DATA FOR THE TASK:

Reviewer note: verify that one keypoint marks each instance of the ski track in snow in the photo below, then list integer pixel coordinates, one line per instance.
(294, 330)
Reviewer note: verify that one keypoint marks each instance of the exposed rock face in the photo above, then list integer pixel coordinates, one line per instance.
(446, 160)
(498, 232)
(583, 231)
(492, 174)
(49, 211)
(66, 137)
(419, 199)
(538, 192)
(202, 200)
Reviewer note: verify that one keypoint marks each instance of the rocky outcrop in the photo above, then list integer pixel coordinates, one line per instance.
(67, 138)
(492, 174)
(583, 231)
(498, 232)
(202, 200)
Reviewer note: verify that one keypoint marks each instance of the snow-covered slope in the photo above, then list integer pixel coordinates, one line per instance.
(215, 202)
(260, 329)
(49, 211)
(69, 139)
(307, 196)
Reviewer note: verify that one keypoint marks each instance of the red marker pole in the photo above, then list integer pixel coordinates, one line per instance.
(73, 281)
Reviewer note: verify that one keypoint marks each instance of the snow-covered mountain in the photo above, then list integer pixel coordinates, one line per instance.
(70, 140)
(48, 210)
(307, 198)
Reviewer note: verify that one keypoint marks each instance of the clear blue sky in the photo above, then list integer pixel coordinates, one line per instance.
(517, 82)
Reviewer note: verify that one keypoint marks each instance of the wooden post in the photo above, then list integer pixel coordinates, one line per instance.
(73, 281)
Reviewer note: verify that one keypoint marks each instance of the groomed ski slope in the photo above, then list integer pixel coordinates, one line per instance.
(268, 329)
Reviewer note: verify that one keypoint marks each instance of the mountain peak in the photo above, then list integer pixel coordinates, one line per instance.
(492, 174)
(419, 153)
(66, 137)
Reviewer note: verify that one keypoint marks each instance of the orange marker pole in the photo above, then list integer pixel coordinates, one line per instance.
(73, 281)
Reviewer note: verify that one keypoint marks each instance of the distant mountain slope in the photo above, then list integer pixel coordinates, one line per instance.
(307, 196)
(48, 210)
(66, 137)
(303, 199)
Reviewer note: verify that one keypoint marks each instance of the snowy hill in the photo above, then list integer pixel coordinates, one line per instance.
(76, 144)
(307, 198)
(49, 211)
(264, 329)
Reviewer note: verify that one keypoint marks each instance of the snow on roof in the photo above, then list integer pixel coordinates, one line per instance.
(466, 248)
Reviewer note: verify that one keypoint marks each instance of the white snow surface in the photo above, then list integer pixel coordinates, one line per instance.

...

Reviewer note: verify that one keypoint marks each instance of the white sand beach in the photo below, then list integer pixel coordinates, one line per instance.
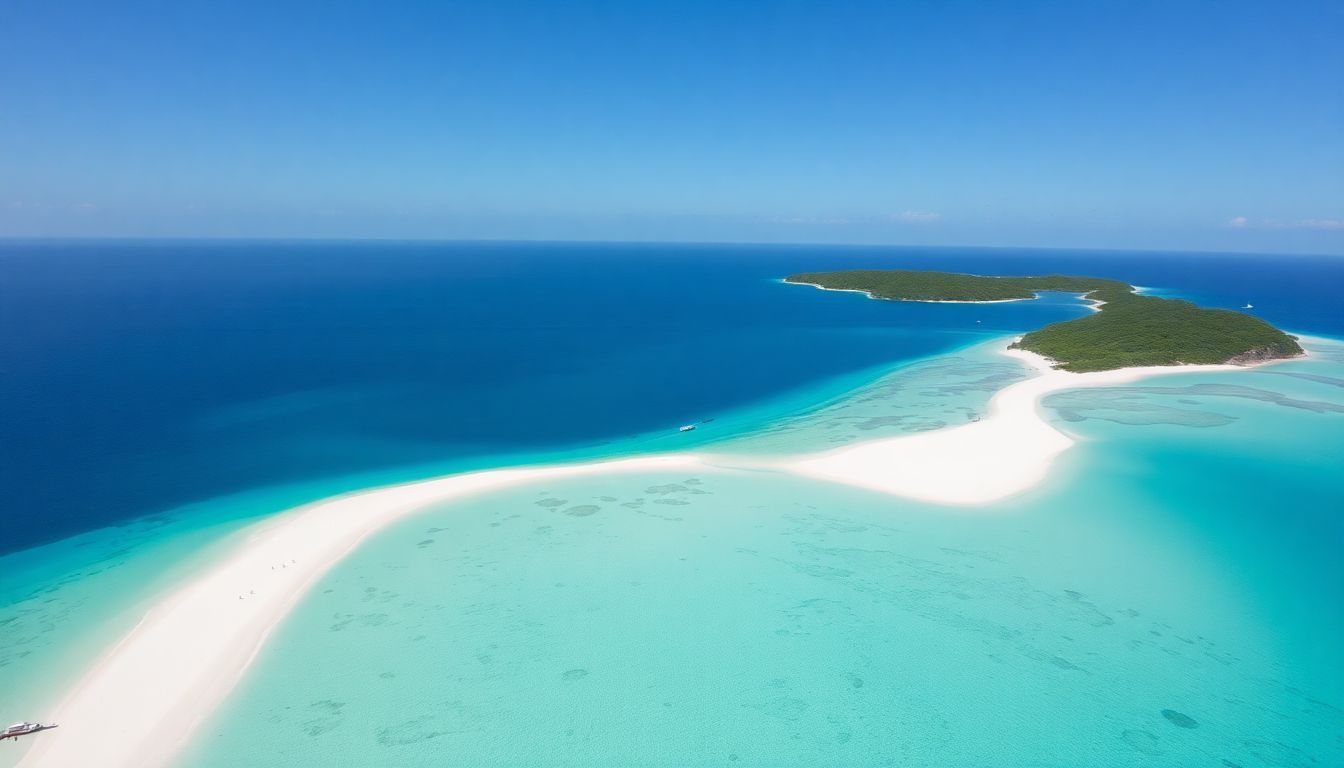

OBJECTIVE:
Quote word for word the stretch of the material above from the line containing "of the distant" through the line containing "the white snow".

COMPLETED EXERCISE:
Reviewer note: verify that one keypoint marks each instance of the distant mountain slope in the photo above, then list integer pixel coordinates, one line per instance.
(307, 196)
(48, 210)
(66, 137)
(303, 199)
Reviewer note: verify that one keypoint marks each instance of the snowy hill in the photo above, then list integer pixel coordinates, one line per instance.
(76, 144)
(307, 198)
(49, 211)
(264, 329)
Reviewer note: verify that one keypoint marks each instance of the snow on roof in the photo above, then list integer pixel coordinates, one line per instance.
(466, 248)
Reviewer note: verify that one keypoint marks each instance of the white snow surface in the photo above, then list integer pixel coordinates, one line per instance.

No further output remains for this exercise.